Records of labeled points:
** BEGIN **
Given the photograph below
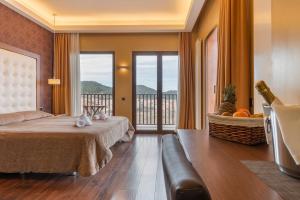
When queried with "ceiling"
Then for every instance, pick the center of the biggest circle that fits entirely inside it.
(111, 15)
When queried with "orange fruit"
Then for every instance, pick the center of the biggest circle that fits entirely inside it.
(244, 110)
(240, 114)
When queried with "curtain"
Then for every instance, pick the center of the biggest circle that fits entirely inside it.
(62, 93)
(234, 50)
(186, 116)
(75, 74)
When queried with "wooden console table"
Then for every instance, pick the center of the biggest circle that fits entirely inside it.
(218, 163)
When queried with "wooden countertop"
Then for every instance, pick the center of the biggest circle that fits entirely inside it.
(218, 163)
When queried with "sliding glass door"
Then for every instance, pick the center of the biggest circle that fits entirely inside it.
(97, 82)
(155, 91)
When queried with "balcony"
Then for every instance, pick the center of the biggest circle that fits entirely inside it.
(98, 99)
(146, 116)
(146, 111)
** END **
Exercise prompt
Repeat the material exactly as it reads, without any of its pictures.

Result
Given the photograph below
When queried with "ceiling"
Then for every instance, pick the center of the biggest circle that fits entirely inside it.
(111, 15)
When queried with "orange fruit"
Then for every instance, pick the center of the biggest circle that fits entirely inside it.
(244, 110)
(240, 114)
When queried with "curtain"
Then for every instance, pick the center of the biggest circle that fits entirely inside it.
(62, 93)
(234, 50)
(186, 116)
(75, 74)
When queried with "wooden console table"
Then for every instance, pick the center of the biggest circle that fits entirely inside it.
(218, 163)
When queried with "wooden countertop"
Then for every instance, pick the center of the biggest circle that fits entirely inside it.
(218, 163)
When queried with "sliding glass door"
Then for every instance, pick the center of the biggest circle that fits entirely inside it.
(97, 82)
(155, 91)
When queried with "balcony"
Then for every instance, pick the center of the biggest circle that fits entirely inside it.
(98, 99)
(146, 116)
(146, 111)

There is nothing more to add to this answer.